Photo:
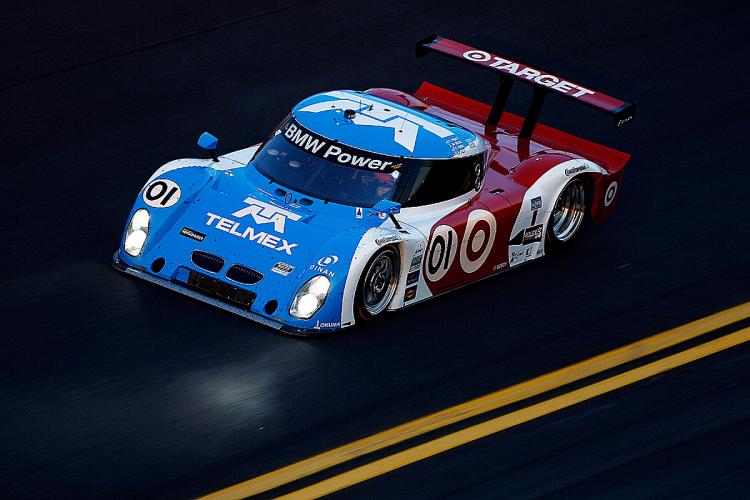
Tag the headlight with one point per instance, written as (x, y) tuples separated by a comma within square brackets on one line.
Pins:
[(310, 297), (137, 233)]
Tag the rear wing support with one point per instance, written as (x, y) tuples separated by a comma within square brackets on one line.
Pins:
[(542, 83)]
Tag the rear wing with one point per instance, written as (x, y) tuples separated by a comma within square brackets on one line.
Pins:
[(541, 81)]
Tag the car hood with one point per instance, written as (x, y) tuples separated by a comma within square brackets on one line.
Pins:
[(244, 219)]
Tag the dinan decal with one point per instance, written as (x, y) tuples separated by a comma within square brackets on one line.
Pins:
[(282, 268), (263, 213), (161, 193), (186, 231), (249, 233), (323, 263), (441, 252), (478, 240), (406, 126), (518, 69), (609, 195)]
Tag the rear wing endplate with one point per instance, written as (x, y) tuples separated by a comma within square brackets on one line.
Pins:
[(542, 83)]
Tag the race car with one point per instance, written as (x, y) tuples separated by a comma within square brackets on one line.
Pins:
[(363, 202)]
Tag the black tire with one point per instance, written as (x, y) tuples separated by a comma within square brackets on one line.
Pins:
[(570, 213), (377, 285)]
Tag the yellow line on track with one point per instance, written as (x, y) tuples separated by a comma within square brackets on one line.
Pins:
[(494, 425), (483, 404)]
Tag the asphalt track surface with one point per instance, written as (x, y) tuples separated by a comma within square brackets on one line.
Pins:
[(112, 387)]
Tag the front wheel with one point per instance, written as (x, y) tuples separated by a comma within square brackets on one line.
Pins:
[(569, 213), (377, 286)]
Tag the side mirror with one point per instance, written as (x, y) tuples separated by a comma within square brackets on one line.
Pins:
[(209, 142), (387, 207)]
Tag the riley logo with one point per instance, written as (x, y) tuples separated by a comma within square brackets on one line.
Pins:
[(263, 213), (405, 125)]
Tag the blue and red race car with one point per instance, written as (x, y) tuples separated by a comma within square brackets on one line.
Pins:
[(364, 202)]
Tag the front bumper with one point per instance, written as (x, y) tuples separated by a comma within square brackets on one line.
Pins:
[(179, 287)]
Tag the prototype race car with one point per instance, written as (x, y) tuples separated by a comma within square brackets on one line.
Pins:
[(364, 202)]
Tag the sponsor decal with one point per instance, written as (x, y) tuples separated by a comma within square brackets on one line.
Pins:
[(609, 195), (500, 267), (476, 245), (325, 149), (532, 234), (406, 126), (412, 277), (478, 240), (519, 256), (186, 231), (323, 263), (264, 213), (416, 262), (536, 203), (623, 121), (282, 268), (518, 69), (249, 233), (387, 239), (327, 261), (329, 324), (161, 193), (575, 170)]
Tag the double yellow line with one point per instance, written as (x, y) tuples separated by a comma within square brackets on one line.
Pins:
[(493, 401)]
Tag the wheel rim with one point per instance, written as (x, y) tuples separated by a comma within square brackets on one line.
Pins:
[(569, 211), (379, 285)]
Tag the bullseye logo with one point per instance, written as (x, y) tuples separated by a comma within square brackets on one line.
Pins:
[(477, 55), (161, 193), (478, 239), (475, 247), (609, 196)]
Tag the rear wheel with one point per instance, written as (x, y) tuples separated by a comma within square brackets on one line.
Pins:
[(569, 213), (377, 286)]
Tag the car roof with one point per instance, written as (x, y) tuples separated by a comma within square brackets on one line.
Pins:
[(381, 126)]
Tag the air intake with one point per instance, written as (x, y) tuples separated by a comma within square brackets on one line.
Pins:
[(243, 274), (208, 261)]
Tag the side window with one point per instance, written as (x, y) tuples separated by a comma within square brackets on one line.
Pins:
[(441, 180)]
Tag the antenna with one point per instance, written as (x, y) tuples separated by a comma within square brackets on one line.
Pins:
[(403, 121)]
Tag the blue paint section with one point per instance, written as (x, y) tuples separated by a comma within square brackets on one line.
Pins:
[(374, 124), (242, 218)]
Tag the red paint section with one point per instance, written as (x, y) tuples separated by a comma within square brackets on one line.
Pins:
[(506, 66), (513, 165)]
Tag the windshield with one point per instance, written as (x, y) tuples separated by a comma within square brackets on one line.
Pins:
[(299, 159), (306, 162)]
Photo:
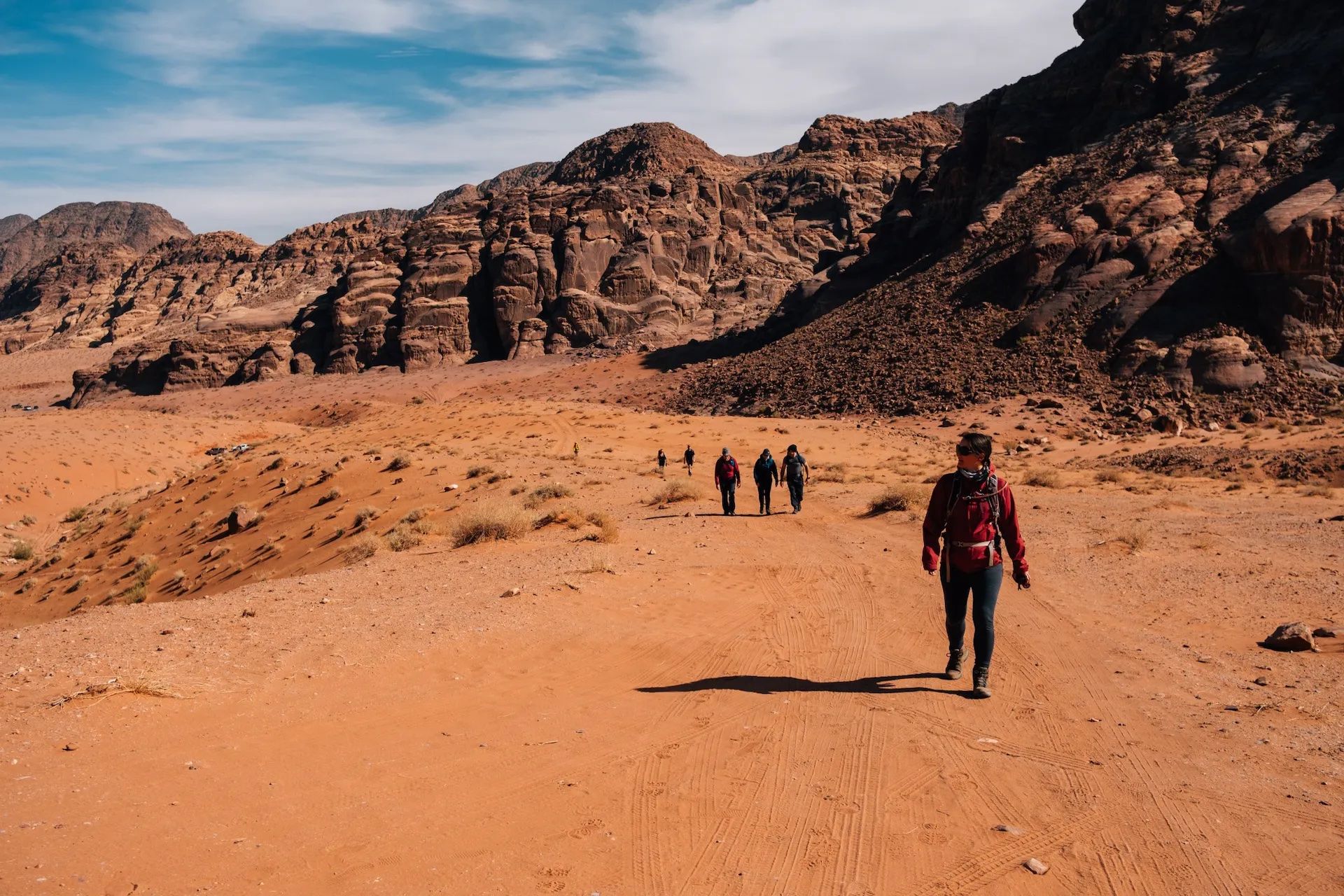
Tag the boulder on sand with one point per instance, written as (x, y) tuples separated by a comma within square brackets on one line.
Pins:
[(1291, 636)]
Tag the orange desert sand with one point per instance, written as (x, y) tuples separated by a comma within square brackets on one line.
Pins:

^^^^^^^^^^^^^^^^

== Challenge ==
Could you copy out all of the records above word for word, leaving the pictures out?

== Correct output ==
Photo:
Tag the headlight with one point per instance, written as (x, y) tuples separated by a comma within square brackets on one line.
Pins:
[(310, 297), (137, 233)]
Tag the rear wing support with one point per instance, written as (x, y) tuples separated by a comma within square brackets on one line.
Pins:
[(542, 83)]
Tag the rear wing with one point per instance, written as (x, y) tuples separated by a comma within square brackets on one line.
Pins:
[(541, 81)]
Tag the car hood with one point per instance, written as (x, y) tuples separated by a comma within square brackets on one line.
Pins:
[(244, 219)]
Tag the dinan decal with one point per instance, written as (x, y) tuples separated by a comma within square brackets on one line.
Pins:
[(282, 268), (263, 213), (161, 193), (186, 231), (249, 233), (323, 263), (441, 252), (478, 240), (406, 126), (518, 69), (609, 195)]
Tag the rear wing endplate with one point per instance, written as (x, y) tuples separated by a comma within square brackets on one line.
Pins:
[(542, 83)]
Tag the race car with one point per instance, written as (x, y) tuples separated by a comma within square brackets on one line.
Pins:
[(363, 202)]
Tag the black tire with one point per instance, written as (x, y) tuples separated by a comma within square brackets on one line.
Pins:
[(570, 213), (377, 285)]
Tag the yellow line on track with one point per instance, written as (x, y) tuples separated by a comma within square brackets on one line.
Pins:
[(494, 425), (483, 404)]
Tag the asphalt track surface with one point per instance, written as (x, y) tuples separated by a comma within square brackets on one line.
Pins:
[(112, 387)]
Tag the front wheel with one point per instance, written as (x, y) tuples separated by a comma within square brackets on one line.
Pins:
[(569, 213), (377, 286)]
Tag the side mirror with one point per instance, written as (x, y) tuples separated by a comma within square brackets on one line.
Pins:
[(209, 142), (387, 207)]
Tag the riley logo with one point per instance, written as (x, y) tuples separated by a comma within square brackets on one line.
Pins:
[(263, 213), (405, 125)]
Tag the blue and red race car with one point per instance, written as (x, y) tuples separated by a comma within square brackets on one line.
Pins:
[(364, 202)]
Tag the front bumper with one point per instance, written as (x, y) tuples separated by a comma within square brackets on one line.
Pins:
[(179, 287)]
Tag the prototype race car with one point per instance, written as (x, y) tuples separated by a comma within square brackets on one line.
Pins:
[(364, 202)]
Tag the sponsor decal with one point per instance, written as (x, y) tuples separated by a comma within square brackets on one line.
Pins:
[(609, 195), (500, 267), (476, 245), (325, 149), (532, 234), (406, 126), (412, 277), (478, 240), (519, 256), (186, 231), (323, 263), (264, 213), (416, 262), (536, 203), (623, 121), (282, 268), (518, 69), (249, 233), (387, 239), (327, 261), (329, 324), (161, 193), (575, 170)]
Tag the double yellow line with one point per instance, written as (x, y) tuples separated by a comma within square brackets on one line.
Pins:
[(493, 401)]
Tag the wheel rim with one point per instance, written as (x, y) tuples separated by a comma within square brackets on one line.
Pins:
[(569, 211), (379, 285)]
Tag the bullseye logo with one point per instance, written as (x, y) tuples separated by a comma within square brackets on one line.
Pins:
[(477, 55), (161, 193), (478, 239), (475, 247), (609, 196)]
Tag the rear wheel with one point per instance, written as (x, y) tuples separated by a comma within square brackets on one line.
Pins:
[(569, 213), (377, 286)]
Tag the car roof with one point per instance, written as (x, y) tuples separated by a comma within square brackets on one line.
Pins:
[(381, 126)]
Tag the air intake with one point per instance, written as (x, y) tuples separated by a comma within square brackets on one line.
Pins:
[(243, 274), (208, 261)]
Tag the side window with one point per instance, written as (x, y) tuples separated by a comma within square brackets on one line.
Pins:
[(441, 180)]
Tag the antenna with one point per instance, written as (x, y) tuples separated by a comma within square brackets on one line.
Pins:
[(403, 121)]
Tag the blue paint section with one point per instance, written as (x, y) tuples separated by a comma within square brackets on one line.
Pins:
[(374, 124), (242, 218)]
Tag the red paint section with one point per instance, written as (x, y) tuples separated by a comma within square brackets on one line.
Pins:
[(506, 66), (513, 165)]
Tag the windshield with one point per instance, written as (x, y) tuples separated by a comma within square brackets on one line.
Pins:
[(299, 159), (306, 162)]
Photo:
Tag the boulder on sand with one point per instance, written as (x, y) tuples separated by a comma within square brackets on one line.
Pins:
[(1291, 636)]
Tag the orange desert sand with one point per instance, written as (x, y) tuples separated by a comma within square brackets on one line.
Pins:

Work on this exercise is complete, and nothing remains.